_Texte extrait_
Malgré la diversité des approches de logement et d’hébergement proposées, les travaux des dernières années indiquent que les personnes ayant un trouble mental sont plus susceptibles que la population générale de vivre dans des logements de mauvaise qualité (Mental Health Commission of Canada, 2012), de se trouver en situation d’instabilité résidentielle ou d’itinérance (Folsom et al., 2005 ; Tulloch et al., 2010). Les études montrent également que la majorité des personnes ayant un trouble mental préfèrent vivre dans leur propre logement, avec ou sans soutien (Piat et al., 2008 ; Richter et Hoffmann, 2017) ; ces préférences pouvant se heurter aux recommandations des équipes cliniques (Rapisarda et al., 2020).

Les études sur la satisfaction, la stabilité et les préférences résidentielles des personnes avec un trouble mental incluent majoritairement des personnes ayant de longs parcours dans les services. Peu d’études ont porté spécifiquement sur les trajectoires résidentielles des jeunes en début de parcours dans les services, alors que leurs caractéristiques développementales sont susceptibles d’influencer l’ensemble des sphères de leur vie, y compris le logement (Klodnick et al., 2021 ; Roy et al., 2012). Des études européennes ont d’ailleurs montré que les utilisateurs de services psychiatriques plus jeunes vivaient plus souvent dans des milieux supervisés ou des situations d’instabilité résidentielle que ceux plus âgés (Schreiter et al., 2019 ; Tulloch et al., 2010), ce qui souligne la nécessité de s’intéresser à cette population dans une perspective d’adaptation des services résidentiels et de prévention de l’itinérance jeunesse. À cette fin, le modèle de stabilité en logement développé par Sylvestre, Ollenberg et Trainor (2009), et mobilisé dans le présent article, permet de comprendre les expériences en logement comme un processus dynamique, évoluant tout au long de la vie, et résultant de l’interaction entre 4 dimensions : celle de la personne cherchant à trouver et garder un lieu de vie, celle du lieu de vie avec ses caractéristiques physiques et sociales, celle des soutiens reçus en lien avec le logement, et celle, plus large, des facteurs systémiques influençant le logement (Sylvestre et al., 2009).

Le projet AMONT est une étude de cohorte longitudinale à devis mixte portant sur les trajectoires résidentielles au cours des 36 mois suivant un premier contact avec les services de psychiatrie au Québec (Roy et al., 2023). L’étude se déroule dans 7 sites cliniques : 4 à Montréal, 1 à Québec et 2 hors des grands centres urbains. Les objectifs du projet AMONT consistent à : 1) décrire la situation résidentielle, les trajectoires en logement et le risque d’instabilité résidentielle au moment d’un premier contact avec les services de psychiatrie, puis dans les 36 mois suivants ; 2) identifier des facteurs environnementaux, interpersonnels et individuels associés aux trajectoires résidentielles ; 3) explorer la situation résidentielle du point de vue des personnes utilisatrices de services ; (4) identifier, du point de vue des personnes utilisatrices, les facilitateurs et les obstacles à leur stabilité résidentielle. Ces 2 derniers objectifs, associés à un volet qualitatif, font l’objet du présent article.

_Données sources_
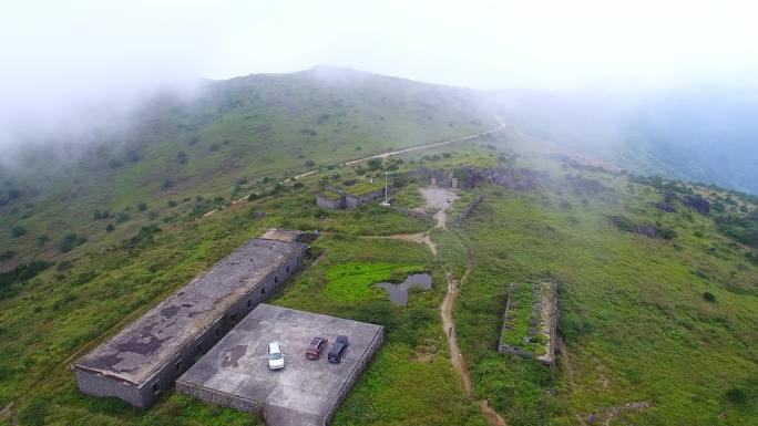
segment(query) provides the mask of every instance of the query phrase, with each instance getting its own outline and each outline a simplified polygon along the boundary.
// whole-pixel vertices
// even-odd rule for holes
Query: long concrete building
[[[150,406],[300,266],[307,245],[285,233],[246,242],[82,357],[79,389]]]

_Consigne_
Poursuivez le texte sur les trajectoires résidentielles là où il s'arrête. Les lignes n'ont aucun lien avec le texte sur les trajectoires résidentielles.

_Corrigé_
Méthodes

Les détails de la méthodologie sont disponibles dans la version publiée du protocole (Roy et al., 2023). Un devis mixte séquentiel explicatif a été utilisé (Creswell et Plano Clark, 2007). Ainsi, lors de la première phase du projet, chaque participant répondait à un ensemble de questionnaires autorapportés et complétés par l’interviewer de recherche. Certains de ces questionnaires portaient sur la situation résidentielle actuelle et passée des participants, ce qui a permis de classifier l’échantillon en 3 groupes : logement stable (LS), logement instable (LI), et situation d’itinérance actuelle ou récente (SI). Par la suite, pour le volet qualitatif, des participants de chacun de ces 3 groupes ont été invités à participer aux entretiens individuels. Pour ce volet, un devis qualitatif descriptif a été utilisé pour répondre aux objectifs de recherche (Neergaard et al., 2009 ; Sandelowski, 2010). Cette approche qualitative vise à décrire l’expérience des personnes concernées de leur point de vue, en mettant de l’avant leur propre discours (Neergaard et al., 2009).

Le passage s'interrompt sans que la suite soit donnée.